2. First-tier Tribunal Judge Scott Baker granted permission to appeal on 25.9.17.
3. Thus the matter came before me on 9.2.18 as an appeal in the Upper Tribunal.
Basis of Protection Claim
4. The protection claim was made on the basis of a fear of mistreatment for having married someone from the Osu caste. The appellant's wife was allegedly abducted, beaten and raped and he was subjected to hostility by members of his own family and others unknown. He received threats and his shop windows were smashed. He also claims to fear his daughter will be subjected to FGM on the family's return to Nigeria.
The First-tier Tribunal Findings
5. In essence, the appeal was dismissed on credibility grounds.
6. Judge Herwald found the appellant's claim of hostility arising from his marriage to someone from the Osu caste largely untruthful, including the claimed attack on his wife. At [14(j)] the judge concluded on the evidence there relied on that the appellant and his family had come to the UK with the intention to settle here and never return to Nigeria.

* [Task goal]
Give the tribunal decision again starting at "3. Thus the" and ending at "family's return to Nigeria.", swapping "shop windows" for "house windows".

* [Recorded data]

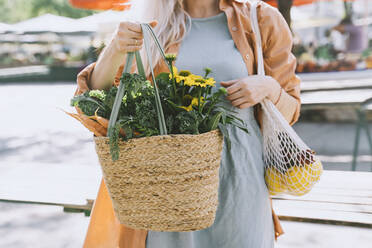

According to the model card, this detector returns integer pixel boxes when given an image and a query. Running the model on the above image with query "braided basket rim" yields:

* [Solution to this problem]
3. Thus the matter came before me on 9.2.18 as an appeal in the Upper Tribunal.
Basis of Protection Claim
4. The protection claim was made on the basis of a fear of mistreatment for having married someone from the Osu caste. The appellant's wife was allegedly abducted, beaten and raped and he was subjected to hostility by members of his own family and others unknown. He received threats and his house windows were smashed. He also claims to fear his daughter will be subjected to FGM on the family's return to Nigeria.